> **WHAT NEEDS TO BE DONE**
Filter the data below, keeping only lines that contain "kitchen".

Stored entries:

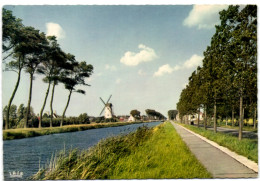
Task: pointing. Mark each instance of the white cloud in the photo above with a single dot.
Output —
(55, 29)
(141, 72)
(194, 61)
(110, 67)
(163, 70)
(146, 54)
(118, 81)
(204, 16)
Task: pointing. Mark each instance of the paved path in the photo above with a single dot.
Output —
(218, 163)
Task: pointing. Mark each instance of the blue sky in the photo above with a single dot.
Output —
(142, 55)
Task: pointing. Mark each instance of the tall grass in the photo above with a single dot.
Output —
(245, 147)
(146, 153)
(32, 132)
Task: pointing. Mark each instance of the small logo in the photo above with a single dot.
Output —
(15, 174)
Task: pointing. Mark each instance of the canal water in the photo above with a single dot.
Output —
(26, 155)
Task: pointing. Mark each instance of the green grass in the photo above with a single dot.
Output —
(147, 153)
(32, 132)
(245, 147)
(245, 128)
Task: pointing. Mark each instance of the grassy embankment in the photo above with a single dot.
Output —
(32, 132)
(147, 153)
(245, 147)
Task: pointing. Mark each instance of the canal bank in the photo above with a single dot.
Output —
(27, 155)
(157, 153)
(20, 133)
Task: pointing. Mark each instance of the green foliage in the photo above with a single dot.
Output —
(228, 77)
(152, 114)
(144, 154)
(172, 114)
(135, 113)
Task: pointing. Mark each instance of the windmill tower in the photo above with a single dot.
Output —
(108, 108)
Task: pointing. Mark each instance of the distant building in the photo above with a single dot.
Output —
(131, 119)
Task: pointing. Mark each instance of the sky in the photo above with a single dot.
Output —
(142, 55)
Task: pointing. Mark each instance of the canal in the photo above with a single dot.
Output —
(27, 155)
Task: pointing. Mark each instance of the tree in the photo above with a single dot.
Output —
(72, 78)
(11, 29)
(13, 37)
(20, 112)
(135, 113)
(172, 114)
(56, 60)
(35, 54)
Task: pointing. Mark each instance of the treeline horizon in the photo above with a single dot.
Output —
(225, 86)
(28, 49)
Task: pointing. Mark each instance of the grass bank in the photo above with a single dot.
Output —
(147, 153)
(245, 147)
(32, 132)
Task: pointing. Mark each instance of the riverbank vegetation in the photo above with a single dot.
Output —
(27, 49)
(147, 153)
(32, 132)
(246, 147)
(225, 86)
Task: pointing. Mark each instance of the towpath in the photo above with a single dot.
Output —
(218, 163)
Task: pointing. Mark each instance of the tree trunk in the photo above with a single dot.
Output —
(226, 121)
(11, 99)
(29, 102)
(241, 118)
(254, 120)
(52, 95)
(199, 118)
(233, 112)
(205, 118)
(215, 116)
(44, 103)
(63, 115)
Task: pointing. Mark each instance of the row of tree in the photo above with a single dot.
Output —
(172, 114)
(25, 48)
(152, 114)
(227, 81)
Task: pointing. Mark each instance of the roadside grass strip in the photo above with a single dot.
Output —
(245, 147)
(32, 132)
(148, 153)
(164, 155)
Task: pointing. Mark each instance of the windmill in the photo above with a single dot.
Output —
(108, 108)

...

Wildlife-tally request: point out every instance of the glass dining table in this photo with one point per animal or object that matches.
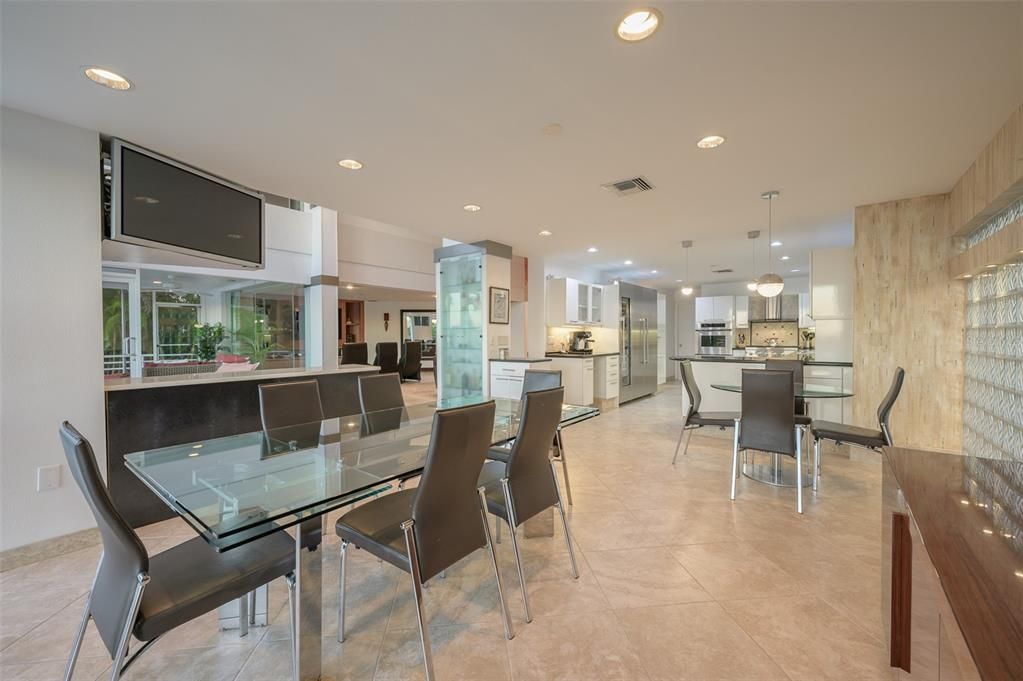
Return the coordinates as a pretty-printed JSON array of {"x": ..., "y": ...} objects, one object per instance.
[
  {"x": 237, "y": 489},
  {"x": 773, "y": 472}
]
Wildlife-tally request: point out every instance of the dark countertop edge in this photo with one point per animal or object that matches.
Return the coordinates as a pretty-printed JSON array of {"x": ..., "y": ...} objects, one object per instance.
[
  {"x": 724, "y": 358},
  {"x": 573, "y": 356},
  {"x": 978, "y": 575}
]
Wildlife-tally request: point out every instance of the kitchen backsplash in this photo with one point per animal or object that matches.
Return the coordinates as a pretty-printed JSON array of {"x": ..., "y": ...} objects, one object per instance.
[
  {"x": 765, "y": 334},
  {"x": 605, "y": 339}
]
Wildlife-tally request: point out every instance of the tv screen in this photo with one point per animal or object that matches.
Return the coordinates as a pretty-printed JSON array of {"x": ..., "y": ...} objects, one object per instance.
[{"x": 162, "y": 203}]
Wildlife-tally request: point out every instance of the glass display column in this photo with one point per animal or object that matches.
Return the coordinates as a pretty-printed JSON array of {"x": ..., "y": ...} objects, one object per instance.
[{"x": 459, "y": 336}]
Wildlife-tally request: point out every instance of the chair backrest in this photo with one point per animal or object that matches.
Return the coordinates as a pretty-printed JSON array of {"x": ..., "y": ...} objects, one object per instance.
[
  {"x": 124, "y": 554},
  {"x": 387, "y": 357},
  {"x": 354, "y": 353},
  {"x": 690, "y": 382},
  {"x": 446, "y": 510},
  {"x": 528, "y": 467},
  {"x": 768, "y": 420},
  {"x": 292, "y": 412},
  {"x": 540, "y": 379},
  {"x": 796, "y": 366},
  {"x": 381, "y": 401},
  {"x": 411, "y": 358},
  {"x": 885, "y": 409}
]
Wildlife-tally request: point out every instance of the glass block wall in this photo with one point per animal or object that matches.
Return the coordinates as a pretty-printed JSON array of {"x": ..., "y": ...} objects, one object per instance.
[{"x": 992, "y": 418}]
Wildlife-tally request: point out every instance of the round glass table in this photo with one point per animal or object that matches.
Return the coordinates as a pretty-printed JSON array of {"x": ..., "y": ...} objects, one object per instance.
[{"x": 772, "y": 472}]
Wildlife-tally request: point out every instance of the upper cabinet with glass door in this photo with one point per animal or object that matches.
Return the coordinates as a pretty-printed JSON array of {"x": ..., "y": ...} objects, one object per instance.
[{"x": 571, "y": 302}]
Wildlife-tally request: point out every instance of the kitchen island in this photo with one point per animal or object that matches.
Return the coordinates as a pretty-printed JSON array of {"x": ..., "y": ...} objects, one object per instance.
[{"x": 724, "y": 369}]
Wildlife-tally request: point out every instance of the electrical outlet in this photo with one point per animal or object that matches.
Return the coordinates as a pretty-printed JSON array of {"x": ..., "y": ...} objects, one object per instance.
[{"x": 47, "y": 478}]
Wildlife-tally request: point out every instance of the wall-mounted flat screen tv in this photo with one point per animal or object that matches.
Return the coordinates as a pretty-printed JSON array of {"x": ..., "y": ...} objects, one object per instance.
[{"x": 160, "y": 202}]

* * *

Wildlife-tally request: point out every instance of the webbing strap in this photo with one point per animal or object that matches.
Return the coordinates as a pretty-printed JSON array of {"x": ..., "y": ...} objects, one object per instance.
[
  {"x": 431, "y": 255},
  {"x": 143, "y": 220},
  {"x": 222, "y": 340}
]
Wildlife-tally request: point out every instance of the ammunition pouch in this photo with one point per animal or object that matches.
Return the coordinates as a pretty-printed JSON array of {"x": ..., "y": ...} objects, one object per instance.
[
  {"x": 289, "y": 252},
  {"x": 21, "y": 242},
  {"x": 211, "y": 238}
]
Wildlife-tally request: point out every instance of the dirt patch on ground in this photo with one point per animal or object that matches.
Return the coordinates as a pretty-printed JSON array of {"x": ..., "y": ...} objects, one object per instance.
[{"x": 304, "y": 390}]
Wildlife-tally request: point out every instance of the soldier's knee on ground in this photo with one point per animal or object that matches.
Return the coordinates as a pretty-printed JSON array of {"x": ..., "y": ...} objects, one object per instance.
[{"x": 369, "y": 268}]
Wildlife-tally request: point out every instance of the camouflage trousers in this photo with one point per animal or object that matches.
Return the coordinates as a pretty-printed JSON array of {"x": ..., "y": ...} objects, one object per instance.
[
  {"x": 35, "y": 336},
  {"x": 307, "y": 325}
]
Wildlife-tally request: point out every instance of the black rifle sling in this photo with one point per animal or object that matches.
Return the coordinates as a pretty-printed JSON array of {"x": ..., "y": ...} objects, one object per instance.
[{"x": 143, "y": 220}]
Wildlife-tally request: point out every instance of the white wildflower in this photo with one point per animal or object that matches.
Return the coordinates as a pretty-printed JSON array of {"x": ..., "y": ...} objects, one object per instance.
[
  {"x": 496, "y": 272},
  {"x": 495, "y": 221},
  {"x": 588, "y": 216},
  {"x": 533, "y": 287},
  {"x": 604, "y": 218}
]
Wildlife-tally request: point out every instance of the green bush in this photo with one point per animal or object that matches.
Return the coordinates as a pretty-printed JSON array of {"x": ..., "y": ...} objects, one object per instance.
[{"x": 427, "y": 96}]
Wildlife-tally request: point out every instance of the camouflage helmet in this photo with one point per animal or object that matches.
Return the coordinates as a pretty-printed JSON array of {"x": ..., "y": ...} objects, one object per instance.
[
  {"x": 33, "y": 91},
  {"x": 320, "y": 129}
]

> **EXPECTED ANSWER**
Wildlife-tally request: point out every instance of the kitchen backsplash in this photo with one point per animal or object that matches.
Wildlife-tally request: point out every instance of the kitchen island in this photo with one point per animal or object that matches.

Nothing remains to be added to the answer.